CHALLENGE:
Repeat every one of the lines below word for word, in the same order.

(Records for identifying positions)
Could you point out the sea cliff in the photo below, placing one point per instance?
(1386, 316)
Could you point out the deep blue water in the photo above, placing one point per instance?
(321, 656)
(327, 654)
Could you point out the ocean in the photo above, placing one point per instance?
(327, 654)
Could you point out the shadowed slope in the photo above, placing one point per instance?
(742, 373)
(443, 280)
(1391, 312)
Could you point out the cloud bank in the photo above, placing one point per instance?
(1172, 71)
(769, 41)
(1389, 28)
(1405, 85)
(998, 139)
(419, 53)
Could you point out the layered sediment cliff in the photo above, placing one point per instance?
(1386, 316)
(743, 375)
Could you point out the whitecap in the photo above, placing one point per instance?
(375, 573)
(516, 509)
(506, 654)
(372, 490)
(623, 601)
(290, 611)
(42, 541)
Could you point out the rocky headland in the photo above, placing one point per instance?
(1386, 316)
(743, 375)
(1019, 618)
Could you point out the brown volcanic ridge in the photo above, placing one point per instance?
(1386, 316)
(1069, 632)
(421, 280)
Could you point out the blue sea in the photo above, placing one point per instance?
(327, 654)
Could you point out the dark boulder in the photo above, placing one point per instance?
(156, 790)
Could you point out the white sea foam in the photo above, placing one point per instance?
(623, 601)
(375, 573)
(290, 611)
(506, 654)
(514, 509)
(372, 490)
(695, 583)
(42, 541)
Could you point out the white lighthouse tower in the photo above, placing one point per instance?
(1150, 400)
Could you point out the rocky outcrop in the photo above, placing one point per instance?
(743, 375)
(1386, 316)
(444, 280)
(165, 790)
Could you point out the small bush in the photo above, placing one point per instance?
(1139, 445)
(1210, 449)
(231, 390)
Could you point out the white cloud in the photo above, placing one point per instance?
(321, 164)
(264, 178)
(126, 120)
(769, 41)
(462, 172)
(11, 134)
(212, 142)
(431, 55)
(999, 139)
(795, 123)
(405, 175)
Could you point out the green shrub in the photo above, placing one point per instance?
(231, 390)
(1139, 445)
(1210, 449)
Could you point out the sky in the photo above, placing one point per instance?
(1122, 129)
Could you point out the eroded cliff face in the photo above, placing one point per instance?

COMPLETE ANSWER:
Could you point out the sea cliff in the photo below, placing one point per instance?
(1386, 316)
Could you point out the deep blue water in the photo above, placing one point per instance?
(321, 656)
(327, 654)
Could you point out the ocean in the photo above, placing one point per instance?
(327, 654)
Could you point out the shadowed slope in the photo above, placing one point per instance?
(742, 373)
(443, 280)
(1391, 312)
Could you point out the cloud bank in the photo above, placing one point per instance?
(1172, 71)
(769, 41)
(1389, 28)
(1405, 85)
(998, 139)
(419, 53)
Could you point out the layered sediment cliff in the photo above, placing one point per instance?
(1386, 316)
(743, 375)
Could you point out the whitecap in the photo above, placing one point per instance?
(375, 573)
(516, 509)
(506, 654)
(372, 490)
(623, 601)
(290, 611)
(42, 541)
Could you point out the rocky headland in the photo above, placing one point per instance?
(1386, 316)
(743, 375)
(1019, 618)
Could you point out the brown volcanic ridge in the photo above, placing one point per instance?
(1386, 316)
(1069, 632)
(421, 280)
Could you point out the blue sea in the photo above, placing one point per instance?
(327, 654)
Could you point out the dark boulder in the photo above, placing one point per instance?
(156, 790)
Could you point out the white sea foam in the photo above, placing one point per instance?
(623, 601)
(375, 573)
(290, 611)
(506, 654)
(514, 509)
(372, 490)
(695, 583)
(42, 541)
Could you point out the white lighthouse tower in the photo above, placing one point per instance?
(1150, 400)
Could you point out the rocky outcrop in the photo above, placing one point per instance?
(743, 375)
(1386, 316)
(444, 280)
(165, 790)
Could you point out the small bush in the photo above, placing one point per instance?
(1139, 445)
(1210, 449)
(231, 390)
Could you point out the white cloud in the photo above, placing one point per instance?
(321, 164)
(264, 178)
(126, 120)
(769, 41)
(462, 172)
(11, 134)
(212, 142)
(431, 55)
(999, 139)
(795, 123)
(405, 175)
Could you point out the green shrub in the photo above, placing one point per instance?
(231, 390)
(1139, 445)
(1210, 449)
Could you point out the sky in the photo above, placing one point per instance?
(1122, 129)
Could you point out the eroded cliff face in the photo above, placing one point per instance?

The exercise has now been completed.